— Selection —
If we have a teenager or work with one, we know that social media influences all aspects of their lives, including their mental health and college aspirations. In this blog, I will be discussing social media's impact on students' well-being and academic pursuits, starting with the dissemination of college admissions statistics on platforms like TikTok. I also discuss strategies to help our children manage their exposure to these statistics on social media and how we can prepare them to be more resilient and successful on their own journeys.
Teen Mental Health, Social Media, and College Admissions
Teen mental health is a pressing concern, with studies linking excessive social media use to increased feelings of anxiety, depression, and loneliness among adolescents ( "Association Between Social Media Use and Depression Among U.S. Young Adults," published in JAMA Psychiatry in 2019). The pressure to present a curated version of oneself online and the constant comparison to peers can exacerbate these issues. Moreover, the advent of TikTok has introduced a new dynamic to this landscape, with users sharing their college admissions experiences, including where they got accepted and their stats.
While the intention behind sharing college admissions outcomes on TikTok may be to celebrate achievements and provide guidance to peers, it inadvertently contributes to the culture of comparison and competition among students. Seeing others' successes can lead to feelings of inadequacy and self-doubt, especially if one's own results fall short of perceived standards. Additionally, the emphasis on prestigious colleges and selective admissions perpetuates the myth that acceptance to these institutions equates to personal worth and success.
Strategies to Prioritize Mental Health
In my practice, I actively work against the prevailing societal norm that a more selective school or path is a "better" choice, and instead, I work to keep emotional health and wellness at the forefront of the process. My primary focus is to guide students and families to the educational opportunities that allow them to thrive.
Here are some strategies to promote healthy social media habits and positive mental health during the college admissions process:
Encourage Digital Detox: Advocate for periods when students disconnect from social media to focus on self-care activities and meaningful offline interactions.
Foster Self-Compassion: Help students develop resilience and self-esteem by emphasizing their unique strengths and achievements, regardless of college acceptance outcomes.
Provide Perspective: Educate students about the limitations of social media portrayals and the diversity of paths to success beyond traditional college admissions metrics.
Promote Authenticity: Encourage students to cultivate genuine connections and share their experiences authentically rather than succumbing to the pressure of crafting a perfect online persona.
Foster a Supportive Community: Create a safe space where students can openly discuss their concerns and receive guidance from peers and mentors who understand the challenges of the college admissions process.
Dealing with Difficult Emotions
The other piece of our "good vibes only" culture we live in is that it leads to trying to avoid sitting with difficult emotions. It is ok for your teen to be sad that they didn't get into a college they wanted to or be jealous of a friend who did. These are normal emotions, but often, we want to talk ourselves or our children out of them, or other people tell us to be grateful for what we have or that we didn't really want to go to that school anyway. To move through something and not get stuck, we must feel our difficult emotions and allow them to exist in our bodies. Then, once we have done that work, we can get to the other side of thinking about how we want to show up and what we want to do next - whether that is deciding which of the colleges that accepted us that we want to attend or deciding to take a gap year or maybe not watching Tik Tok for a while.

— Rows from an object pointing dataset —
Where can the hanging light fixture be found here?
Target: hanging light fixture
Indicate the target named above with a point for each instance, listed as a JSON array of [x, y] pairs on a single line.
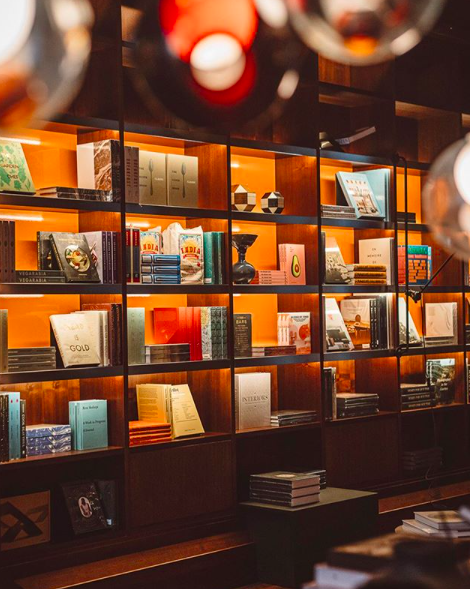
[[363, 32], [217, 63], [44, 50], [446, 199]]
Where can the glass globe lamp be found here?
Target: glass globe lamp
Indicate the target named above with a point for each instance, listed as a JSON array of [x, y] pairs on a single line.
[[363, 32], [217, 63], [44, 50], [446, 199]]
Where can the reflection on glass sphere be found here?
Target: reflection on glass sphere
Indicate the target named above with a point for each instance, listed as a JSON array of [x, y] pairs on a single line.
[[446, 199], [217, 63], [363, 32], [44, 50]]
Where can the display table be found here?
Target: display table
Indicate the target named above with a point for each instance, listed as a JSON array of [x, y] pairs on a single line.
[[290, 541]]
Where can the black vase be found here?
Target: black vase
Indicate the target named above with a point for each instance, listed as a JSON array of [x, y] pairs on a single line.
[[243, 271]]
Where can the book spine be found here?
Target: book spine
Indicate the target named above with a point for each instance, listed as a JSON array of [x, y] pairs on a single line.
[[136, 255], [23, 427]]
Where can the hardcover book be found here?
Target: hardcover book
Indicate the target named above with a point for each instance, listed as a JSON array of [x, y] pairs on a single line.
[[253, 400]]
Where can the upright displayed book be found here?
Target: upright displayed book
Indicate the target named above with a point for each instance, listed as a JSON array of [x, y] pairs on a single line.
[[253, 400]]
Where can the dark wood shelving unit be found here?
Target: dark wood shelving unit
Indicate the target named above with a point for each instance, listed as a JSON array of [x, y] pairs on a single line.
[[195, 484]]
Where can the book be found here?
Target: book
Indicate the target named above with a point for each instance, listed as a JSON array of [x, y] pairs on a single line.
[[185, 420], [84, 507], [14, 170], [378, 252], [73, 336], [253, 400], [292, 262], [354, 190], [74, 257], [336, 271], [242, 334], [337, 335]]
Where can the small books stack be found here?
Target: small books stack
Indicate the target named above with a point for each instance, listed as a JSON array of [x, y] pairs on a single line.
[[423, 460], [76, 193], [437, 524], [356, 405], [160, 353], [48, 439], [270, 277], [292, 417], [417, 396], [338, 212], [264, 351], [286, 489], [89, 423], [366, 274], [142, 433], [31, 359], [419, 264], [160, 269]]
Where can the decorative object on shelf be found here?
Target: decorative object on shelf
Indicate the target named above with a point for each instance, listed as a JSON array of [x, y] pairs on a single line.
[[243, 271], [272, 202], [242, 199], [44, 50], [362, 32], [217, 62], [446, 199]]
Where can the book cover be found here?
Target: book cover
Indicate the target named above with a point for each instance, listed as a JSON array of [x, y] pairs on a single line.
[[292, 261], [14, 171], [253, 400], [24, 520], [74, 340], [74, 257]]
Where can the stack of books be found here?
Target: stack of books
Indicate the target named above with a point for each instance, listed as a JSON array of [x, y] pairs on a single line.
[[356, 405], [286, 489], [160, 353], [31, 359], [422, 460], [160, 269], [438, 524], [338, 212], [270, 277], [264, 351], [142, 433], [417, 396], [366, 274], [48, 439], [292, 417]]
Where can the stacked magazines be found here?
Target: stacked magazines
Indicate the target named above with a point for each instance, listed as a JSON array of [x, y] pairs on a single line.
[[292, 417], [437, 524], [356, 405], [285, 489]]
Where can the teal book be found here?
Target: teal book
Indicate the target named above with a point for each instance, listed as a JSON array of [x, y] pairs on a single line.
[[14, 425]]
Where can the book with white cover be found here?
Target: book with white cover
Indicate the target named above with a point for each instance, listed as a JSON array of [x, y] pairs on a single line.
[[152, 402], [74, 339], [253, 400], [185, 418], [378, 252], [441, 321], [337, 336], [442, 520]]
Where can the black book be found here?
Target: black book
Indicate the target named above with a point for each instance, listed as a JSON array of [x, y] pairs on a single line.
[[74, 257], [84, 507]]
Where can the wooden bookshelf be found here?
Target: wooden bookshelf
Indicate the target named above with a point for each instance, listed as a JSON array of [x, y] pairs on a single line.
[[187, 487]]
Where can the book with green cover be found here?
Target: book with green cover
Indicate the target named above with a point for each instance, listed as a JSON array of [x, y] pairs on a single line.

— Your instructions —
Transcribe word for word the stretch of the blog post on social media and college admissions above, from "Foster Self-Compassion: Help" through "college admissions process.".

— Solution to this task —
Foster Self-Compassion: Help students develop resilience and self-esteem by emphasizing their unique strengths and achievements, regardless of college acceptance outcomes.
Provide Perspective: Educate students about the limitations of social media portrayals and the diversity of paths to success beyond traditional college admissions metrics.
Promote Authenticity: Encourage students to cultivate genuine connections and share their experiences authentically rather than succumbing to the pressure of crafting a perfect online persona.
Foster a Supportive Community: Create a safe space where students can openly discuss their concerns and receive guidance from peers and mentors who understand the challenges of the college admissions process.